# [ЗАДАНИЕ 1]
Выпишите без изменений строки записей, начиная со строки, где есть «Bet you can't find clock», и заканчивая строкой, где есть «[0,290,524,316]», включая обе эти строки.

# [ТЕКСТ]

§ §

Давно и многократно замечено, у западного человека меньше сопротивляемости перед встраиванием в нашу систему чем у нас самих, меньше антител для наших ядов чем у нас. Правда, Кюстин еще так легко позволил себе поддаться и войти в роль верноподданного потому, что у него был в кармане обратный билет из России. Перед сиреной-императором он был как безопасно привязан к мачте.
Как относится западный человек, не менее просвещенный чем император, к этому выбору не республики и уж заведомо не конституционной монархии, а деспотии? Как ко всякому выбору умного и властного человека: с согласием. Пусть в России будет деспотизм. Не это будет проблемой. Каждый народ имеет ровно тот способ правления, который сам заслужил. Позиция Кюстина классическая, та самая, которая традиционно с античности оставалась решающей при всяком философском обсуждении систем правления: лучший способ правления из всех, перебирая от тирании до охлократии, проходя через монархию и демократию, – аристократия, понятая в высоком значении этого слова.
По характеру, равно как и по убеждению, я аристократ и чувствую, что одна лишь аристократия может противостоять и соблазнам, и злоупотреблениям абсолютной власти. Без аристократии и от монархии, и от демократии не остается ничего, кроме тирании, а зрелище деспотизма будит во мне невольный протест и наносит удар по всем моим представлениям о свободе, что коренятся в сокровенных моих чувствах и политических верованиях (I, 219).
Решение бесспорное, потому что чисто формальное и в своей дефиниции тавтологическое: аристократия ведь и значит правление лучших, лучшее правление. Рядом с ним разница между республикой и монархией стирается до невидимости, они обе одинаково соскальзывают в тиранию и деспотию. Здесь, в письме тринадцатом, в одном из лучших своих пассажей Кюстин кратко называет тот порок современного позитивного права, с которого я начал эту пару, – безличность и соответственно узаконение хаоса страстей:
При демократии закон есть некое умственное построение; при автократии закон воплощен в одном человеке – но ведь даже и удобнее иметь дело с одним человеком, чем со страстями всех! Абсолютная демократия – это грубая сила, своего рода политический вихрь, который по глухоте своей, слепоте и неумолимости не сравнится с гордыней какого бы то ни было государя!!! Никто из аристократов не может без отвращения смотреть, как у него на глазах деспотическая власть переходит положенные ей пределы; именно это, однако, и происходит в чистых демократиях, равно как и в абсолютных монархиях (там же).

§ §

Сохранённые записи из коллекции
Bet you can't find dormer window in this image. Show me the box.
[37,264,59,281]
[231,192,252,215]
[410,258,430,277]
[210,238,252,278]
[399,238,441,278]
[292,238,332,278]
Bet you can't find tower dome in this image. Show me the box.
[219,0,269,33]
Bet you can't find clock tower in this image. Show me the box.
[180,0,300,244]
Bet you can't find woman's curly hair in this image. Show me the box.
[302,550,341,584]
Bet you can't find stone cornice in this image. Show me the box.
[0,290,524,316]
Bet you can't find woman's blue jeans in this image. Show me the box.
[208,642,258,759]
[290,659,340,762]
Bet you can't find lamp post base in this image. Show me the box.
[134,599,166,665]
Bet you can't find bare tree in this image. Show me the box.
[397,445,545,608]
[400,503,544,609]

§ §

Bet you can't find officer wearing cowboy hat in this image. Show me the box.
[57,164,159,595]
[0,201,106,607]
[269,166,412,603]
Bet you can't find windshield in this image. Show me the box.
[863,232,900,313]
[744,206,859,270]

§ §

# [ЗАДАНИЕ 2]
Продолжите текст о взглядах Кюстина на аристократию и деспотию после его последнего предложения.

# [РЕЗУЛЬТАТ ВЫПОЛНЕНИЯ 1]
Bet you can't find clock tower in this image. Show me the box.
[180,0,300,244]
Bet you can't find woman's curly hair in this image. Show me the box.
[302,550,341,584]
Bet you can't find stone cornice in this image. Show me the box.
[0,290,524,316]

# [РЕЗУЛЬТАТ ВЫПОЛНЕНИЯ 2]
В Николае деспотическая власть не беспредел, потому что в нем есть как раз лучшее: искренность, надежность, честность. Достоинство. Мужество. Если бы ему удалось поднять этими свойствами Россию, была бы «лучшая власть» – стало быть и то, чем хотела бы быть демократическая республика. Пока есть аристократизм в рослом красивом немце на русском троне, и глядя от него и на него, – всё в порядке. Хотя единственный закон в России – «милость сего божества – приманка» (I, 220), аристократизмом императора всё смягчается и уравновешивается с республиканским правлением, где вместо милости царственного божества – «стремление к популярности» (там же). Разница вот в чем. В демократии надо громко рекламировать себя перед толпой, становиться поневоле говорливым, красноречивым; в самовластии, наоборот, надо научиться льстить не хваля себя, т. е. собственно как-то молча: иначе, говоря о своих заслугах и достоинстве, ты оскорбляешь самодержца, объявляя сравнимой с его заслугами твою заслугу, тогда как он должен быть исключительный. При самодержце каждый должен быть наоборот скромен.
Ведь […] притязания превращаются в права, а подданный, полагающий, будто у него есть права, в глазах деспота – бунтовщик (I, 221).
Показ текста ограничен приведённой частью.